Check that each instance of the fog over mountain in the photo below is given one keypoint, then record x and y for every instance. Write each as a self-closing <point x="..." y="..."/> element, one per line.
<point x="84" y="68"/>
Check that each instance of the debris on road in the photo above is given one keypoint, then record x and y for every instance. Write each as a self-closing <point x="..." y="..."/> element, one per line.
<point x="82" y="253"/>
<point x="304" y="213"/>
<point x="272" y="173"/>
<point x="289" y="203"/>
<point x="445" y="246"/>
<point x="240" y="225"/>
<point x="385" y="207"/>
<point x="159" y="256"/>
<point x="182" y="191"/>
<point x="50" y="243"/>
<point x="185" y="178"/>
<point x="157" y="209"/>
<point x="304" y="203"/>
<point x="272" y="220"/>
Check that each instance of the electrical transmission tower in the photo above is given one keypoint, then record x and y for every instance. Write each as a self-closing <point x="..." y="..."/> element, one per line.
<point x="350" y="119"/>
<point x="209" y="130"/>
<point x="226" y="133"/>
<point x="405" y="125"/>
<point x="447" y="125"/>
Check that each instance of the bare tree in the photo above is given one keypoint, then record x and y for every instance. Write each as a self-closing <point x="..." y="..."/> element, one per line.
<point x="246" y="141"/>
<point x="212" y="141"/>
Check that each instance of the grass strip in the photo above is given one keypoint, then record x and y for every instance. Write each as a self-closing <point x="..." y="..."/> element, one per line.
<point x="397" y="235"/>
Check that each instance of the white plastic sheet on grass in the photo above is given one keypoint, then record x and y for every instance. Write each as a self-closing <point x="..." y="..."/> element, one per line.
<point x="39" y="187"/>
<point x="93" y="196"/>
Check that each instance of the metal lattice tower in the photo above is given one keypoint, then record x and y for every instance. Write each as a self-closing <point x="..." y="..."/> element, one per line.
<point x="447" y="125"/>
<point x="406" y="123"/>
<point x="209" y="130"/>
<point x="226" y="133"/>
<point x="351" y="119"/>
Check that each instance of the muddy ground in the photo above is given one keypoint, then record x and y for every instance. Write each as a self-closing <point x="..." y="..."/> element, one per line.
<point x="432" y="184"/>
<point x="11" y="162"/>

- **TASK REQUIREMENTS**:
Retype the listing above in full, with no alterations.

- **TASK ANSWER**:
Check that each instance of the fog over mountain in the photo below is given one keypoint, then record x and y for every instance. Write each as a self-closing <point x="..." y="..."/> element, one per line.
<point x="84" y="68"/>
Check that each instance of the debris on road in the photo above is given one keypoint, then record x and y for every instance. Write each as a self-closing <point x="..." y="..."/> element, one per line.
<point x="82" y="253"/>
<point x="304" y="213"/>
<point x="272" y="173"/>
<point x="289" y="203"/>
<point x="445" y="246"/>
<point x="240" y="225"/>
<point x="385" y="207"/>
<point x="159" y="256"/>
<point x="182" y="191"/>
<point x="50" y="243"/>
<point x="185" y="178"/>
<point x="157" y="209"/>
<point x="304" y="203"/>
<point x="272" y="220"/>
Check that each instance of the electrical transmission tower in the photo above is given one keypoint, then record x and y for every instance. Write each as a self-closing <point x="..." y="..."/> element, one per line.
<point x="350" y="119"/>
<point x="209" y="130"/>
<point x="226" y="133"/>
<point x="405" y="125"/>
<point x="447" y="125"/>
Check that each instance of the bare tree in the photo above is given one keypoint, then record x and y for every instance. Write each as a self-closing <point x="..." y="..."/> element, one per line.
<point x="246" y="141"/>
<point x="212" y="141"/>
Check that each instance of the grass strip in the photo above is given one keypoint, then record x and y for every instance. Write each as a self-closing <point x="..." y="..."/> element, one per line.
<point x="397" y="235"/>
Check that each instance of the white plastic sheet on grass in the photo above is given one keypoint, then record x and y for every instance. Write each as a self-closing <point x="..." y="..."/> element, one per line.
<point x="39" y="187"/>
<point x="93" y="196"/>
Check that each instance of the metal lattice tower in the photo above is given one keypoint, then record x and y for every instance. Write each as a self-closing <point x="..." y="..."/> element, one per line.
<point x="447" y="125"/>
<point x="406" y="123"/>
<point x="209" y="130"/>
<point x="226" y="133"/>
<point x="351" y="119"/>
Check that each instance of the muddy ground in the photo above is given one keypoint, then record x and y for every instance. Write each as a self-closing <point x="..." y="..."/> element, one per line.
<point x="432" y="184"/>
<point x="11" y="162"/>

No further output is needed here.